[start of Records supplied]
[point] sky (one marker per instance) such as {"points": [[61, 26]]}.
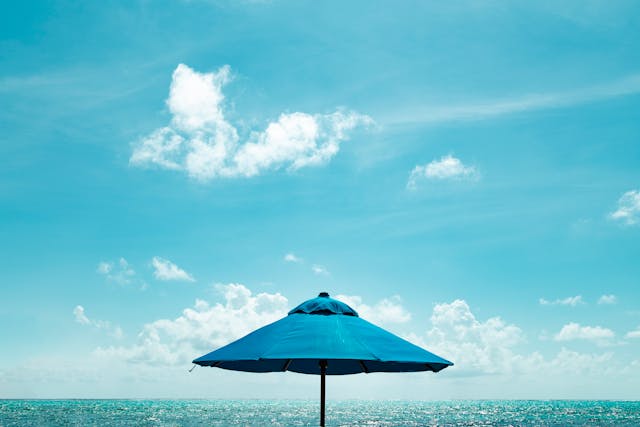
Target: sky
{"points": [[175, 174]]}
[end of Records supplied]
[start of Records supplied]
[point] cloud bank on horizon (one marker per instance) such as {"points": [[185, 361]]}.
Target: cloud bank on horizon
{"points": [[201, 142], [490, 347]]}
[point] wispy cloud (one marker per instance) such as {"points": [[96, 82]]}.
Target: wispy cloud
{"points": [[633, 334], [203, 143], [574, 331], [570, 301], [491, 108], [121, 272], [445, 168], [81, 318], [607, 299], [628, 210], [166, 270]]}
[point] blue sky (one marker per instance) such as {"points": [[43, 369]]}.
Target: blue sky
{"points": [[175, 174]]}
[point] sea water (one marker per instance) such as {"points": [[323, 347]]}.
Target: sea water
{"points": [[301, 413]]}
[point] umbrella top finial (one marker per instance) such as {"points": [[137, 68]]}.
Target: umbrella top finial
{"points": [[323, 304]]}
[end of Records supplied]
[start of Records supplied]
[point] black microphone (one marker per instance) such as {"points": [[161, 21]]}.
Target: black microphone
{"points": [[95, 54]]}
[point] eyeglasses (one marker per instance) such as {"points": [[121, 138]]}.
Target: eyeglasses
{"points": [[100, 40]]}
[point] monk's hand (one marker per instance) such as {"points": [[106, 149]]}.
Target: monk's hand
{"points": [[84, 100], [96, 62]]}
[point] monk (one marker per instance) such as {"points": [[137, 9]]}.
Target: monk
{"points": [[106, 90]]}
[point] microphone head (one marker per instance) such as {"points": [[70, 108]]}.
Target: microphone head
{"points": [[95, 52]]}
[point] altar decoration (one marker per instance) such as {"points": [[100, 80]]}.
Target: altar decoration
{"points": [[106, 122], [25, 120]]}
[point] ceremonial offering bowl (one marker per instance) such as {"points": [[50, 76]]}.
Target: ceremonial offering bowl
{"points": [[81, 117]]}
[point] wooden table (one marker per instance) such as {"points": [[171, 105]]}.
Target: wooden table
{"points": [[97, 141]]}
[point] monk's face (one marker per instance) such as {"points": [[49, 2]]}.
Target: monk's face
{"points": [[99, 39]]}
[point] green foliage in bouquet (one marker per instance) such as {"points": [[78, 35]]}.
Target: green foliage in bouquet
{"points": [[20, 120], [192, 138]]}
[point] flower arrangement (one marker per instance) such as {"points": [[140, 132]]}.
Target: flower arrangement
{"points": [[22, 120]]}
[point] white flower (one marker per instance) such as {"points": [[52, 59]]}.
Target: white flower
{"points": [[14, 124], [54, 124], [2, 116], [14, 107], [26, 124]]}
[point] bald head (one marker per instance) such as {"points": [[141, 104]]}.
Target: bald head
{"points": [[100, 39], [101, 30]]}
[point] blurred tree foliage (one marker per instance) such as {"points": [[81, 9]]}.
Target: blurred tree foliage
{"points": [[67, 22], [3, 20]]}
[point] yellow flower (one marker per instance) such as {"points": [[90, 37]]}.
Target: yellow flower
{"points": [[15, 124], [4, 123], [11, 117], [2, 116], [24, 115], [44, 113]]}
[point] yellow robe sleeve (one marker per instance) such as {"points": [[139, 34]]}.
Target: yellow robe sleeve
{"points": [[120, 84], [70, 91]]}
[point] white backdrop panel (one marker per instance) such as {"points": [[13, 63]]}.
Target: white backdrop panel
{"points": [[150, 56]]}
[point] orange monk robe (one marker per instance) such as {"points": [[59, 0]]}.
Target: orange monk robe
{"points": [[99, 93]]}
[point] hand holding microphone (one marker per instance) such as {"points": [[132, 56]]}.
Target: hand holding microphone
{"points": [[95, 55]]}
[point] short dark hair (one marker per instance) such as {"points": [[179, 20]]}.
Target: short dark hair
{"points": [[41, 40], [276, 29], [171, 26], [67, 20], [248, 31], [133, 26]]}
[end of Records supplied]
Find each line above that contains the string "altar", matching case exactly, and copy those lines out.

[point] altar decoration (one marker per instance) such as {"points": [[100, 80]]}.
Target: altar decoration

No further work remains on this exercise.